## Source extract:
....................

Key Takeaways

  • Reach younger audiences digitally. Music in the Summer Air (MISA) festival live streamed on multiple platforms popular with younger generations to target new fans and promote classic music.  
  • Rethink programming based on capacity restrictions. the Shanghai music festival was governed by new health and safety measures and decided to host more smaller-scale concerts and scrap intermissions.

In the era of COVID-19, holding an in-person concert is a rarity in itself, but when the Rainbow Chamber Singers took to an outdoor stage in downtown Shanghai on July 26, their performance was equally remarkable.

The show from a choral group made popular through humorous songs about millennial life in China was an improv spectacle, with audience members providing lyrics and, in some cases, their voices.

Staged at the 11th “Music in the Summer Air” Festival (MISA) hosted by the Shanghai Symphony Orchestra, it was an innovative approach in keeping with the festival itself.

....................

## About this exercise:
Answer from the text on the Shanghai summer music festival:
(a) Which orchestra hosted the festival?
(b) On what date did the Rainbow Chamber Singers perform on the outdoor stage?
(c) What two programming changes did the festival make under the new health and safety measures?

....................

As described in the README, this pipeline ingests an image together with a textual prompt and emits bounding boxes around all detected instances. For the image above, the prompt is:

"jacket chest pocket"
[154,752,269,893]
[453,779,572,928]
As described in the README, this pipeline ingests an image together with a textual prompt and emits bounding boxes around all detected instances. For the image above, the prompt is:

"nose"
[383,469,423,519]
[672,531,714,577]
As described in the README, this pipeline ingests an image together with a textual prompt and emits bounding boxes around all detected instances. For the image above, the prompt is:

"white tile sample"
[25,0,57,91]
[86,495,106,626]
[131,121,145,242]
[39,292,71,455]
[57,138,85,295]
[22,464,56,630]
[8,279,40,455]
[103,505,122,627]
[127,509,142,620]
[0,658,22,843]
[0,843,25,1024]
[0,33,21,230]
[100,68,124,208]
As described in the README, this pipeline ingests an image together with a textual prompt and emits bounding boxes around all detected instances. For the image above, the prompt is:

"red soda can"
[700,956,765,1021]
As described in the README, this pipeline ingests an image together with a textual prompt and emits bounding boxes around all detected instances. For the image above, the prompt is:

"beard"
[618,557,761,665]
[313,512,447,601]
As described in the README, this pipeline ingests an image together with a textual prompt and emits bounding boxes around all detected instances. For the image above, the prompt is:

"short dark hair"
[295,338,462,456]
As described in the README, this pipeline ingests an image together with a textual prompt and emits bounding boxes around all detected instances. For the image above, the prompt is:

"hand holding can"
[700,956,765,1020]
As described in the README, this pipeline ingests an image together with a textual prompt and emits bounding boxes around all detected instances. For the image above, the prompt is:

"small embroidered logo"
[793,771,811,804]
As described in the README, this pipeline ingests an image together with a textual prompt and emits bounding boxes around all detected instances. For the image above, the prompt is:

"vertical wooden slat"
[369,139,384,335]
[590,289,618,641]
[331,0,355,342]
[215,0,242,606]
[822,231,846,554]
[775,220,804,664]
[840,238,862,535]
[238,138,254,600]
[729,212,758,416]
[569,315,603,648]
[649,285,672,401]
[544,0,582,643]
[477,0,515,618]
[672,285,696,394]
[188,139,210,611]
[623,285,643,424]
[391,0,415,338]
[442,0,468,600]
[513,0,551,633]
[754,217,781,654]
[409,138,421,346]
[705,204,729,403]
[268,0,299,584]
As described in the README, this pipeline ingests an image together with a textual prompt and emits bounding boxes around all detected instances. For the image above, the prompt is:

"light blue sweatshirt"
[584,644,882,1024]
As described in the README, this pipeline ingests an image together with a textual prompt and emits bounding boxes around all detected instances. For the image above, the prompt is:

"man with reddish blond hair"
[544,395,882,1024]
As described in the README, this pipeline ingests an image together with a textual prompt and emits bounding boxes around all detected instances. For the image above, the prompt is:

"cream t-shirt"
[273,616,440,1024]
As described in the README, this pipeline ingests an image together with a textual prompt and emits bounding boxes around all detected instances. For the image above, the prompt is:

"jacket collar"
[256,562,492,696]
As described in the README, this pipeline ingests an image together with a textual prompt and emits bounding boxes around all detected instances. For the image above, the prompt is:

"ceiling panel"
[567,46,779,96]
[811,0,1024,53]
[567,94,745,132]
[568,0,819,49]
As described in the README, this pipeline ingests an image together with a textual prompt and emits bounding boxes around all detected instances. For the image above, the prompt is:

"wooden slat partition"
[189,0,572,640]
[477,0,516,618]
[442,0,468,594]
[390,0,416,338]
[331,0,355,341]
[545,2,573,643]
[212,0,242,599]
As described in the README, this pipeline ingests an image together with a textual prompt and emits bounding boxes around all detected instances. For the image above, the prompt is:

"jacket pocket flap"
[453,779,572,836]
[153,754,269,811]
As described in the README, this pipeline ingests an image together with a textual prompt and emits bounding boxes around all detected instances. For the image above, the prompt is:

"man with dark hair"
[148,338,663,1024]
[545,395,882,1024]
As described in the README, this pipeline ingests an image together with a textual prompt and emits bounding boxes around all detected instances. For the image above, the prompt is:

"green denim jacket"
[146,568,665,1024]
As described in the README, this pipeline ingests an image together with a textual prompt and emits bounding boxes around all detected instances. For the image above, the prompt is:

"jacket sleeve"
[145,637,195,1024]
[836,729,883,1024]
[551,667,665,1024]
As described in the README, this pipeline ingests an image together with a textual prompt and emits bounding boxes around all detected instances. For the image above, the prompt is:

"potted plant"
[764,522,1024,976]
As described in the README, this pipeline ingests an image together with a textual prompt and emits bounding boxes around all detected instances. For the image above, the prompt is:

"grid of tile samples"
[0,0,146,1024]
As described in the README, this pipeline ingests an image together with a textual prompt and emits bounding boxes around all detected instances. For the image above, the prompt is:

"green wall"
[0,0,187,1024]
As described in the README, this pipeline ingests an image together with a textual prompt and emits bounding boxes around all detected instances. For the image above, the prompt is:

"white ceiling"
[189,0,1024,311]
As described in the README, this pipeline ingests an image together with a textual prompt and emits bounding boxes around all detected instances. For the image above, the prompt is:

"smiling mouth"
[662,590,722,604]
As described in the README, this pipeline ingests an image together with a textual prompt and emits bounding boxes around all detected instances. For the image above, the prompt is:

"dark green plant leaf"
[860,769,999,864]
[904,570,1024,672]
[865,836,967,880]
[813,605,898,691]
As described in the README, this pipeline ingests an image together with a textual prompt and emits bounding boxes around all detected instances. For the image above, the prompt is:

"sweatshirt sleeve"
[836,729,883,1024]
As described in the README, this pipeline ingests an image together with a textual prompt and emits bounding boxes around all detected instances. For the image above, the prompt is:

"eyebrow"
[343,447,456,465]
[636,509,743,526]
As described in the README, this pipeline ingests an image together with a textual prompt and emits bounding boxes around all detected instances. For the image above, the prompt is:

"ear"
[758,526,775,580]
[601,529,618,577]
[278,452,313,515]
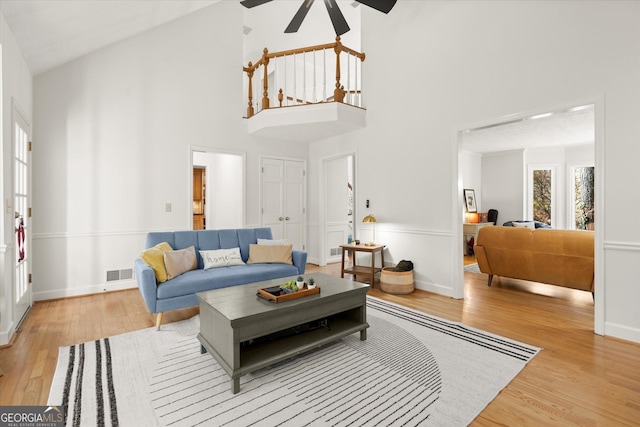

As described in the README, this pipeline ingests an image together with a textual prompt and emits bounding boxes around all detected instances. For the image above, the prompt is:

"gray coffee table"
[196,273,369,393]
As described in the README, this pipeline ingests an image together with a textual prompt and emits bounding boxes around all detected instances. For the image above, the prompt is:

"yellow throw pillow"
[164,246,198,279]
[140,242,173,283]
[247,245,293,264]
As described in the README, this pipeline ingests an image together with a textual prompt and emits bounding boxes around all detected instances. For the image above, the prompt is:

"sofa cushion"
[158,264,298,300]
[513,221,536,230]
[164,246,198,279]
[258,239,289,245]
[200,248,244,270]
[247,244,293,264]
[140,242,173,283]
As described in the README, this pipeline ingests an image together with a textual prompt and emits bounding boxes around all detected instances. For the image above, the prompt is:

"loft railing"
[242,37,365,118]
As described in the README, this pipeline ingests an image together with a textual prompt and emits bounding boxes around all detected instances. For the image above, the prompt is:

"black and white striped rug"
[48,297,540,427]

....................

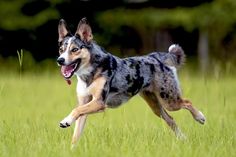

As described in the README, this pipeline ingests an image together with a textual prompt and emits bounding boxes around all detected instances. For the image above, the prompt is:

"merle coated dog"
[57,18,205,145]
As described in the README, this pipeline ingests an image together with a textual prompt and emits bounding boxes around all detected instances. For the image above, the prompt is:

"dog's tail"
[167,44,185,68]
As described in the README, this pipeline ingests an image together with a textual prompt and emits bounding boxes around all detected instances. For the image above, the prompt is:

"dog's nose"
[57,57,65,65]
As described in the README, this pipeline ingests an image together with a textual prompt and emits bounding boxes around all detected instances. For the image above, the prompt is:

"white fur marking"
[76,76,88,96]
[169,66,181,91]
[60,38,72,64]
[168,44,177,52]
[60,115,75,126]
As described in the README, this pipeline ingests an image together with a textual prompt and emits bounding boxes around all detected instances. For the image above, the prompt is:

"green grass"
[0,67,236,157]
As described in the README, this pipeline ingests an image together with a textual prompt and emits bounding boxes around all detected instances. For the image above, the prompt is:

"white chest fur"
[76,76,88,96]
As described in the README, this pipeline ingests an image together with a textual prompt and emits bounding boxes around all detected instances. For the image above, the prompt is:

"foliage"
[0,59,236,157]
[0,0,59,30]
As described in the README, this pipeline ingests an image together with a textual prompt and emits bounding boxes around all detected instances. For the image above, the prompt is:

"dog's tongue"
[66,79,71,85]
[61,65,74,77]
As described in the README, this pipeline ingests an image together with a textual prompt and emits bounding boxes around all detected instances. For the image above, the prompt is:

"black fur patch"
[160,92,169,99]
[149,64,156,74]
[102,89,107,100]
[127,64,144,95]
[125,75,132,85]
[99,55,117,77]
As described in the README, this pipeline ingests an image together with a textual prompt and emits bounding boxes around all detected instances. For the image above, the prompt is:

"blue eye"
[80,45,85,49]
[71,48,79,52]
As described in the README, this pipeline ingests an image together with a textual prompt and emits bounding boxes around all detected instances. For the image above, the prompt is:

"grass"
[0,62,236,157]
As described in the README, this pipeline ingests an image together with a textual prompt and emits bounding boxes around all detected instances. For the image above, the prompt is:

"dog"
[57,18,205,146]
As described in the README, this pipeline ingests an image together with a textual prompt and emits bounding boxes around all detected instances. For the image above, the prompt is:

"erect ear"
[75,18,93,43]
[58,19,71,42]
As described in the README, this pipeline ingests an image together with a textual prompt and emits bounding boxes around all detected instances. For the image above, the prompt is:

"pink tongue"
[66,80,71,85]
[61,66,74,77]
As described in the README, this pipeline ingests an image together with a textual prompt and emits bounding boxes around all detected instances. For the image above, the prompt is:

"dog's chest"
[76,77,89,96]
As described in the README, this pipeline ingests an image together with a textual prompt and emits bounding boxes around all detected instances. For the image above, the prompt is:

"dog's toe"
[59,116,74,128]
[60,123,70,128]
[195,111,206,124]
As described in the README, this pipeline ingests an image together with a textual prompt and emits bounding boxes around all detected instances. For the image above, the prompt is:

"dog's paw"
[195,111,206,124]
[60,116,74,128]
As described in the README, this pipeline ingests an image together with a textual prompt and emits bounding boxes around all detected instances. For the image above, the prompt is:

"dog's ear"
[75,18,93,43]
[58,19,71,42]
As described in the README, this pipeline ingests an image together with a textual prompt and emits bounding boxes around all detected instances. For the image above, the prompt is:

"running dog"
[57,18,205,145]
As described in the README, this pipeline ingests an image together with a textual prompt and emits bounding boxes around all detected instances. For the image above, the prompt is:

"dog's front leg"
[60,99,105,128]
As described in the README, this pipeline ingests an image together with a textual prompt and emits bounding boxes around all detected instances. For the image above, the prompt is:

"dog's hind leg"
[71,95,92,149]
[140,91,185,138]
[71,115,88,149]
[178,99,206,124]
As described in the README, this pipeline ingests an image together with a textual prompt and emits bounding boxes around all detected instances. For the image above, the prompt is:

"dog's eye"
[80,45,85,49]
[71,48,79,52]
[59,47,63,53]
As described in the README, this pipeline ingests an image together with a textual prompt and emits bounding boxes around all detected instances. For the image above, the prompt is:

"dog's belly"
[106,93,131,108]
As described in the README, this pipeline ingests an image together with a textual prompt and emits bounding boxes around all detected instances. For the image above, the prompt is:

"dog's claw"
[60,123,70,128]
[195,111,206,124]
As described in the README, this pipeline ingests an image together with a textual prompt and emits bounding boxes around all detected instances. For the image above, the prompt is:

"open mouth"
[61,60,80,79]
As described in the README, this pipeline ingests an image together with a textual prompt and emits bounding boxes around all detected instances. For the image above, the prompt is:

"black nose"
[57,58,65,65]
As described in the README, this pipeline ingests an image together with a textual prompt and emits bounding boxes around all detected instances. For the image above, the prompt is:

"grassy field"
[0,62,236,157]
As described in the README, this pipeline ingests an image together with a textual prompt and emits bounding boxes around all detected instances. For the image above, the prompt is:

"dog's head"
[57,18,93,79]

....................

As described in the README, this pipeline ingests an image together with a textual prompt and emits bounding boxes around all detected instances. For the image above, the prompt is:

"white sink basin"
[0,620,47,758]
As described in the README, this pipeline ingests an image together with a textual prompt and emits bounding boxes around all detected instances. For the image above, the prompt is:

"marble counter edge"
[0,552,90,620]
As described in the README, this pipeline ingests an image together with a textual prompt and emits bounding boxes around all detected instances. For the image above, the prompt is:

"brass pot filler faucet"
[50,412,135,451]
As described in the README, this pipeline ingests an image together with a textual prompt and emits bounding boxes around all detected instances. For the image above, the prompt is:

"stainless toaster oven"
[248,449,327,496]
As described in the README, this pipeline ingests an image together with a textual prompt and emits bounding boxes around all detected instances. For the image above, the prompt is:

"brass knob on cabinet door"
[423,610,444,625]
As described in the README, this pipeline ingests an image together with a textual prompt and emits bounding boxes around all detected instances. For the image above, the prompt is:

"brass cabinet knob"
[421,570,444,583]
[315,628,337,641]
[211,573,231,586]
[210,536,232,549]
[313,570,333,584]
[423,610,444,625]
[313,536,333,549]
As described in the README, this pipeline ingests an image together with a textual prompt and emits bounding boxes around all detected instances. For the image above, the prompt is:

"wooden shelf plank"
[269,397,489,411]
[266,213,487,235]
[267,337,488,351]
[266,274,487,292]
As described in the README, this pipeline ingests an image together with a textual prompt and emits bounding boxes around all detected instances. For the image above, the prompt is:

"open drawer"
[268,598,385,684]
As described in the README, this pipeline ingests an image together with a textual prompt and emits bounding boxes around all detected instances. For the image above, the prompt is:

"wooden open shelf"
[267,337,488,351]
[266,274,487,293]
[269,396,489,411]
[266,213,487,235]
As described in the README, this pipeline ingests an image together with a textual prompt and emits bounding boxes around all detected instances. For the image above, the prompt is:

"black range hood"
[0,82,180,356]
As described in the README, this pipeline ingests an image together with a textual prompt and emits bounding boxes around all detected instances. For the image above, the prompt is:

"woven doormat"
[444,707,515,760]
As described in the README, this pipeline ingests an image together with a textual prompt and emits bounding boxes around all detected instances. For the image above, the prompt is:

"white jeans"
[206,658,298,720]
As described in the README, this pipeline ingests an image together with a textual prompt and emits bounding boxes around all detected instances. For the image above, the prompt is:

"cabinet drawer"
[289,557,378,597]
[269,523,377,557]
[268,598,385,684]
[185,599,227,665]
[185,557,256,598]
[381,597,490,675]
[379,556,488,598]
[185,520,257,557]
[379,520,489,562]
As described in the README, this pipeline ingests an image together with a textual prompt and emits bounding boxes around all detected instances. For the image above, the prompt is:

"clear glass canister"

....................

## Solution to the exercise:
(a) The Shanghai Symphony Orchestra.
(b) July 26.
(c) It hosted more smaller-scale concerts and scrapped intermissions.